Problem details. Go to the line in the entries below that holds "Query: tree shadow on water" and repeat exactly from there through the line that holds "Task: indicate the green lawn", inclusive.

Stored data entries

+ + + + + + +

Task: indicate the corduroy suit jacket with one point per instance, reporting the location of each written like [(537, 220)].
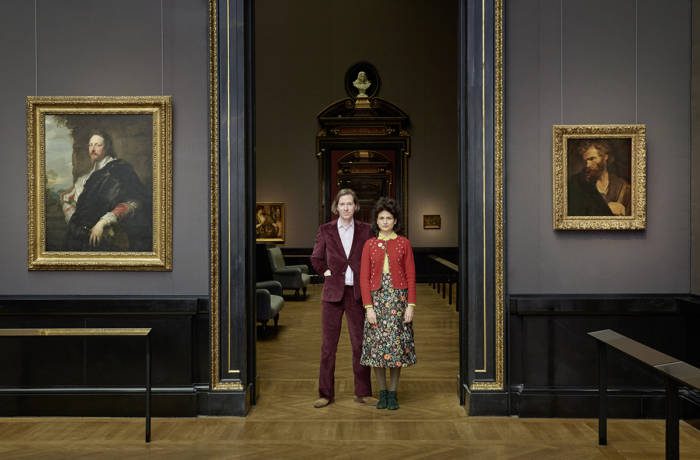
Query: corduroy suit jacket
[(328, 253), (401, 266)]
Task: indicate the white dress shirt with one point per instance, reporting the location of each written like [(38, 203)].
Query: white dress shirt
[(346, 233)]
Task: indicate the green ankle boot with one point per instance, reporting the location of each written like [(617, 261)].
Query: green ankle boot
[(381, 404), (391, 402)]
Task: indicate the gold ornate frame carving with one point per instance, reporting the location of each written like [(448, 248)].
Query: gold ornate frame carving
[(153, 116), (626, 145)]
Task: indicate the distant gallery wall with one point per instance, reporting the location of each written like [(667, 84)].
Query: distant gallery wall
[(300, 64), (597, 62), (68, 48)]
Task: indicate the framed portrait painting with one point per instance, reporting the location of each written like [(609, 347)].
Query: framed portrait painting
[(431, 221), (599, 177), (99, 183), (269, 222)]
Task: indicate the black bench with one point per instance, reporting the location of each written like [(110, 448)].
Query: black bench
[(446, 272), (99, 332), (674, 371)]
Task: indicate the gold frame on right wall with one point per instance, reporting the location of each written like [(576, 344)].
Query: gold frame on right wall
[(599, 177)]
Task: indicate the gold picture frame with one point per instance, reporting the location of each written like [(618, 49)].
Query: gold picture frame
[(99, 183), (432, 221), (270, 221), (599, 177)]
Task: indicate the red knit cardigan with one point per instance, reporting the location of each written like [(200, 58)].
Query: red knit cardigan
[(401, 266)]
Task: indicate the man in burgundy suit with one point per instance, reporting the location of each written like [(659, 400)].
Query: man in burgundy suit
[(336, 256)]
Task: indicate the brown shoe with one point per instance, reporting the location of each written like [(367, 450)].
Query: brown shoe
[(369, 400)]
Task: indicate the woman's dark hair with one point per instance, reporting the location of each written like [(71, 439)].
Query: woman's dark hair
[(392, 207), (109, 145)]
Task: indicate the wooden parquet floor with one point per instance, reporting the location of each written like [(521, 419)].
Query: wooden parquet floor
[(284, 425)]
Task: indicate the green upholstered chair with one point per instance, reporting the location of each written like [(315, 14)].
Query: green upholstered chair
[(294, 277), (269, 302)]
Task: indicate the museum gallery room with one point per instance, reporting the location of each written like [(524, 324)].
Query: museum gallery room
[(238, 214)]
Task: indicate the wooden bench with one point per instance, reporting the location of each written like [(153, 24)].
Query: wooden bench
[(675, 372), (98, 332)]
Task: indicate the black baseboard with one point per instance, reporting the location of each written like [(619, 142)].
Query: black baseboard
[(224, 403), (491, 403)]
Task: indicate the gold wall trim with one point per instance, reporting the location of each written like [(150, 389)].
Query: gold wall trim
[(214, 184), (498, 171)]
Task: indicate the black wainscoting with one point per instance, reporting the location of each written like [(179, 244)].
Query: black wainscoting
[(552, 365), (72, 375)]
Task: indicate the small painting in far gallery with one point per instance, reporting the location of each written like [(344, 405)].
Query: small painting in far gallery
[(269, 222)]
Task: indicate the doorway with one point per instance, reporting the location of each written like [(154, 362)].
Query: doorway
[(300, 65)]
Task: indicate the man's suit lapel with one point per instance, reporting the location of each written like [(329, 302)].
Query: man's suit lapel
[(355, 239)]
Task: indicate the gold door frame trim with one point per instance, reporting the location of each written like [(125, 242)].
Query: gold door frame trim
[(498, 383), (499, 278)]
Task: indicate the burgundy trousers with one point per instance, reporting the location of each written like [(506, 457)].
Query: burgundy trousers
[(331, 321)]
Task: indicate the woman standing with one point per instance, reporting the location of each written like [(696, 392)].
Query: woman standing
[(388, 284)]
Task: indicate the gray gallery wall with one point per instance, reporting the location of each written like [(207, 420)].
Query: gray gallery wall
[(603, 62), (98, 47), (304, 47)]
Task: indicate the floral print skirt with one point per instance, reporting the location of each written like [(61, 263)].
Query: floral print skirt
[(389, 342)]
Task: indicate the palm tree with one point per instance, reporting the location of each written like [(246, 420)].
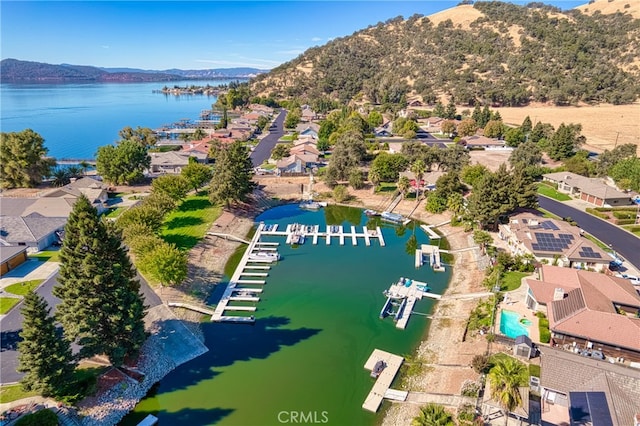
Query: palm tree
[(505, 377), (433, 415), (418, 168), (403, 185)]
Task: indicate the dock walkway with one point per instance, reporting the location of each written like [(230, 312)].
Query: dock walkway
[(384, 380)]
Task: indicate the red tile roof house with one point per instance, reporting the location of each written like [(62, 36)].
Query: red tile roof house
[(588, 310), (591, 190), (552, 241)]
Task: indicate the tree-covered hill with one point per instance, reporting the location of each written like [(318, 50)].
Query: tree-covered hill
[(510, 55)]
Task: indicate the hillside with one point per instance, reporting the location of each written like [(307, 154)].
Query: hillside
[(492, 52)]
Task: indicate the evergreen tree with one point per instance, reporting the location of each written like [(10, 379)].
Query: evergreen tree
[(44, 356), (101, 308), (231, 180)]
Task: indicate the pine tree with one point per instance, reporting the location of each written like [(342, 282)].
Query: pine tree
[(101, 308), (44, 355)]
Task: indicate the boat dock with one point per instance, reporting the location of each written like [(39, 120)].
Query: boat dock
[(383, 382), (434, 257), (408, 291), (255, 258), (312, 232)]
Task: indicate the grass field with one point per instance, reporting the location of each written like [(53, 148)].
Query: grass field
[(6, 303), (20, 289), (550, 192), (187, 225)]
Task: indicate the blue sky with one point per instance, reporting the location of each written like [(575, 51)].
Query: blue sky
[(190, 35)]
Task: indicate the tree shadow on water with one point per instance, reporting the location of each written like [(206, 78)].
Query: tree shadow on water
[(229, 343), (186, 416)]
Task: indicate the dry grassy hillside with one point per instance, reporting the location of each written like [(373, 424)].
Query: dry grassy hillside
[(601, 124)]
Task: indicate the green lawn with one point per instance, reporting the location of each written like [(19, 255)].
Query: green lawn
[(187, 225), (7, 303), (550, 192), (20, 289), (47, 256), (114, 213), (511, 280), (10, 393)]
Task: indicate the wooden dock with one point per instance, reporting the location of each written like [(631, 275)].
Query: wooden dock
[(384, 380)]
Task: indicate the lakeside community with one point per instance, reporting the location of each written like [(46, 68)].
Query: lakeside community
[(538, 290)]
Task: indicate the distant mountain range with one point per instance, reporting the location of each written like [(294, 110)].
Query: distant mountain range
[(17, 71)]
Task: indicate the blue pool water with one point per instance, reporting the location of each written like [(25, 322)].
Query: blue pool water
[(510, 325)]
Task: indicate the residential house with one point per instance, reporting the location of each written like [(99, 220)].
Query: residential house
[(568, 381), (591, 190), (11, 257), (297, 163), (587, 310), (35, 232), (483, 142), (552, 241), (171, 162)]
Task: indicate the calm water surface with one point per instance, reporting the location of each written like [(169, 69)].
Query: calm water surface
[(76, 119), (317, 323)]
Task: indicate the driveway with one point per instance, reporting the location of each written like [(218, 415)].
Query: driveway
[(623, 242), (11, 325), (262, 152)]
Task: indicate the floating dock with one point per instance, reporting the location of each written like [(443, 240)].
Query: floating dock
[(384, 380), (299, 232), (409, 292), (434, 257)]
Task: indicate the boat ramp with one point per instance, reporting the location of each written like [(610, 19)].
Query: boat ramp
[(297, 233), (433, 253), (402, 296), (381, 388)]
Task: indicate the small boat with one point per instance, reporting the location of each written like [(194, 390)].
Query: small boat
[(310, 205), (392, 217), (271, 256), (377, 369)]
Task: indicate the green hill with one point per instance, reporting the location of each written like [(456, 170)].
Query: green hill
[(491, 52)]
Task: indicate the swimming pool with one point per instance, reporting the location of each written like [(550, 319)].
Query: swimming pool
[(511, 326)]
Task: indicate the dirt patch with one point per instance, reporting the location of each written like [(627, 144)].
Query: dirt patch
[(604, 126)]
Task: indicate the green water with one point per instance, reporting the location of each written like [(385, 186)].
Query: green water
[(317, 323)]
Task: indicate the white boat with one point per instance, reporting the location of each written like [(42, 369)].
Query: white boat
[(270, 256)]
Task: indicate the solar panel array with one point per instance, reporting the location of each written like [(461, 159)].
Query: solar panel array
[(552, 243), (587, 252), (589, 408)]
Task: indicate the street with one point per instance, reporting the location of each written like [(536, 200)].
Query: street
[(623, 242), (262, 152)]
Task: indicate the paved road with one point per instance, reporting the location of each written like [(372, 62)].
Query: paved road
[(262, 152), (11, 325), (623, 242)]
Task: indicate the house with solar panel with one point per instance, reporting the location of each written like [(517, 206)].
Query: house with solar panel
[(552, 242), (591, 314)]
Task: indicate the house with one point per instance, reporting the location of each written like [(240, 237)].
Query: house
[(171, 162), (35, 232), (587, 310), (552, 241), (483, 142), (591, 190), (297, 163), (12, 257), (523, 347), (568, 381)]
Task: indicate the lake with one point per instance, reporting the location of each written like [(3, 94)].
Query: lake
[(76, 119), (316, 324)]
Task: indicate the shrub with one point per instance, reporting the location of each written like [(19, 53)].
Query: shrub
[(543, 326), (39, 418)]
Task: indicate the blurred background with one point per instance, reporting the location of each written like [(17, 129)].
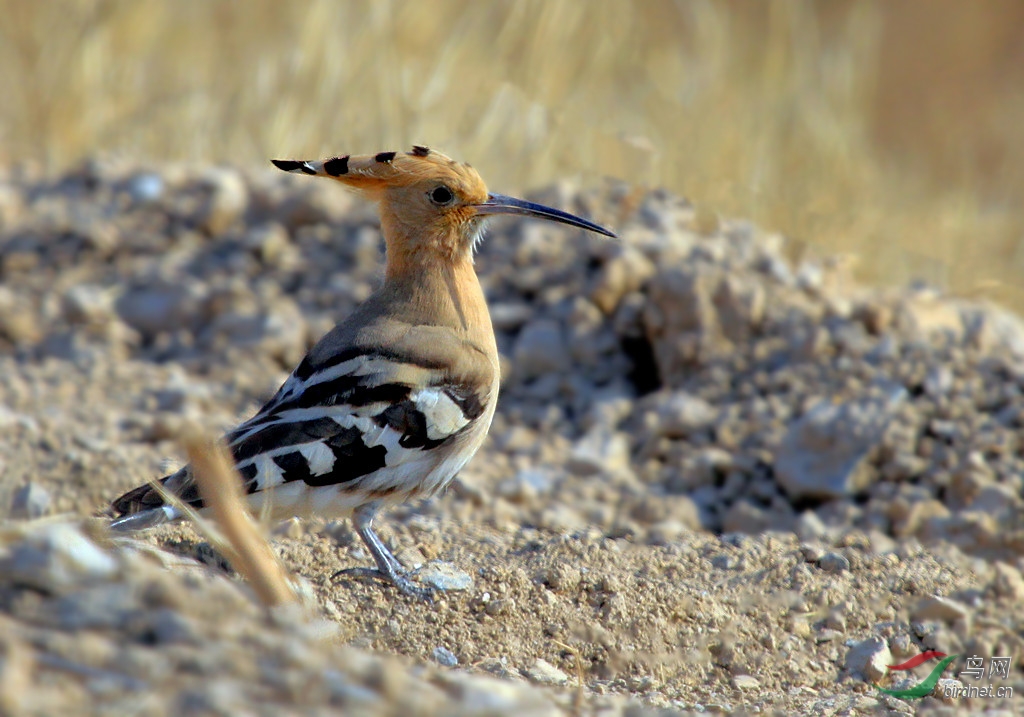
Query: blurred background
[(891, 132)]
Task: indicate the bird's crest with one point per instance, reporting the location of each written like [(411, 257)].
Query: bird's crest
[(372, 173)]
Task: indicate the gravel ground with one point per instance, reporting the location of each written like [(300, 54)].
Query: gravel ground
[(716, 482)]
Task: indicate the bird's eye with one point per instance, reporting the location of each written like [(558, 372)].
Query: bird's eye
[(441, 196)]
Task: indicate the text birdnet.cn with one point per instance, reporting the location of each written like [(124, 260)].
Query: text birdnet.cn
[(391, 404)]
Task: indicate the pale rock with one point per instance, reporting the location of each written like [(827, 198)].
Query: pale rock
[(540, 349), (601, 450), (824, 454), (544, 672), (226, 201), (620, 276), (941, 608), (869, 659)]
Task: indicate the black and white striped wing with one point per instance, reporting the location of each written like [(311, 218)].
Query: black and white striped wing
[(372, 422)]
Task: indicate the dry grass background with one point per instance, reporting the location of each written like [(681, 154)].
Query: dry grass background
[(890, 131)]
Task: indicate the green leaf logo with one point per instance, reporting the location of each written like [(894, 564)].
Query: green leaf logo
[(925, 688)]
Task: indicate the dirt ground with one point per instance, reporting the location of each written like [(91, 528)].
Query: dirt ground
[(692, 500)]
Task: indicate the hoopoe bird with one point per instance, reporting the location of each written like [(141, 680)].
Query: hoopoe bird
[(396, 398)]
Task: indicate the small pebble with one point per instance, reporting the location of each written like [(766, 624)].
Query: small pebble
[(834, 562), (442, 656)]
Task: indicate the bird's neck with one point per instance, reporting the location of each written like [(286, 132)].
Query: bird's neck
[(441, 289)]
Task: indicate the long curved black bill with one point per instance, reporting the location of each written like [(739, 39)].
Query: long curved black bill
[(500, 204)]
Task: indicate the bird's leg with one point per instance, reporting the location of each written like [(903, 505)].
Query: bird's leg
[(388, 566)]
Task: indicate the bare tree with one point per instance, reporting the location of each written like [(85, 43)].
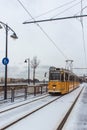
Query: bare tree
[(34, 64)]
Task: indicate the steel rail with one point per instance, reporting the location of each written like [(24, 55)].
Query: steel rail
[(27, 114)]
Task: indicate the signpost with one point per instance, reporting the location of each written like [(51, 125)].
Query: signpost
[(5, 61)]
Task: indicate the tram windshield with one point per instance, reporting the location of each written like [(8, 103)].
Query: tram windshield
[(54, 76)]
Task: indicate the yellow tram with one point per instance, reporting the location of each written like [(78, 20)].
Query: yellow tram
[(61, 81)]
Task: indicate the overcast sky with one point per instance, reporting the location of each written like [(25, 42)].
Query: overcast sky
[(66, 37)]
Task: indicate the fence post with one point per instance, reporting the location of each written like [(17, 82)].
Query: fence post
[(12, 94), (25, 93), (34, 90)]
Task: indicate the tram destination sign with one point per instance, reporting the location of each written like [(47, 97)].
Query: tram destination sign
[(5, 61)]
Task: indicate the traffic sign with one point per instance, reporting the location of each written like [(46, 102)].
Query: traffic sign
[(5, 61)]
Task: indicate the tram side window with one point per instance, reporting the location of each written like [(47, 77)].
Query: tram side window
[(54, 76), (62, 77)]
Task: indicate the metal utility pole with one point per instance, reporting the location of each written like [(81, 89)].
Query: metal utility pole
[(6, 60), (69, 64), (28, 61)]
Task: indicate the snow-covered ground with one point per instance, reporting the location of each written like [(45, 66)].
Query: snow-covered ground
[(49, 117), (78, 117)]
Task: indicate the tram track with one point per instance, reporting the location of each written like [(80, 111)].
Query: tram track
[(19, 105), (26, 113), (62, 123)]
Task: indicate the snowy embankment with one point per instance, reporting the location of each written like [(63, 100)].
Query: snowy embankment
[(49, 117), (78, 117)]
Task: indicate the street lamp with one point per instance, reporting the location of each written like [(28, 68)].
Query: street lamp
[(28, 61), (7, 28)]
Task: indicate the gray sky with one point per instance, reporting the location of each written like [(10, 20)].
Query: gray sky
[(66, 35)]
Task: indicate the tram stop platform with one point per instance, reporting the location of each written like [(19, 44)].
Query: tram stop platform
[(78, 117)]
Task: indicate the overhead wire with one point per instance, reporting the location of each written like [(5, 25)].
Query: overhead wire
[(59, 50), (51, 10), (66, 9)]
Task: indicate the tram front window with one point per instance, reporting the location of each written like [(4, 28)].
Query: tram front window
[(54, 76)]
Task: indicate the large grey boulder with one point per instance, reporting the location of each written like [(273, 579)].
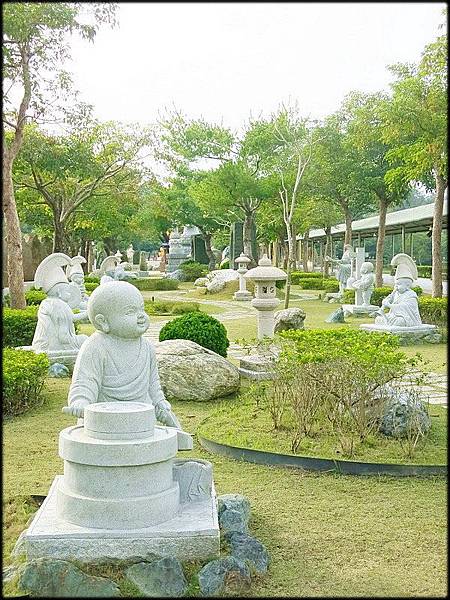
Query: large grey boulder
[(289, 318), (51, 578), (236, 502), (162, 578), (218, 575), (403, 413), (190, 372), (248, 549)]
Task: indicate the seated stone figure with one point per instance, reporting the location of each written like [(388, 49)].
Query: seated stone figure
[(55, 329), (402, 301), (117, 364), (366, 283)]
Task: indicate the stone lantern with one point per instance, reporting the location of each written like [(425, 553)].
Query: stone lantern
[(242, 262), (265, 300)]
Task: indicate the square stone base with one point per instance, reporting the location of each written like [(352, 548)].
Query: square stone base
[(192, 534), (408, 336), (361, 310)]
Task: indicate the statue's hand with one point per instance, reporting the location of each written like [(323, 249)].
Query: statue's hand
[(76, 408), (165, 415)]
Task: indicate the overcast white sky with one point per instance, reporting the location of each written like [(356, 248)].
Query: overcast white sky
[(224, 61)]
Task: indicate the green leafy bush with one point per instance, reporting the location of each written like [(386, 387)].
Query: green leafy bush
[(19, 326), (192, 270), (331, 285), (90, 286), (296, 275), (168, 307), (378, 294), (200, 328), (24, 374), (34, 296), (155, 284), (433, 310)]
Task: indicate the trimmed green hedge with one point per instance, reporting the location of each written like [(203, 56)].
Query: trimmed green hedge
[(156, 284), (200, 328), (24, 374), (169, 307), (378, 294), (19, 326), (90, 286), (433, 310)]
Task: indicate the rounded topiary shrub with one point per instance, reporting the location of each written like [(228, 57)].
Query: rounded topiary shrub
[(24, 373), (19, 326), (200, 328)]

+ + + + + + +

Result of this exercise.
Query: tree shadow on water
[(229, 343), (186, 416)]
Task: indicate the dry grassy hillside with one point per instance, reporting the location of each written like [(373, 424)].
Query: dry grassy hillside
[(601, 124)]
Task: indicate the green lawn with one point per instance, reporting the location of each written like [(19, 255)].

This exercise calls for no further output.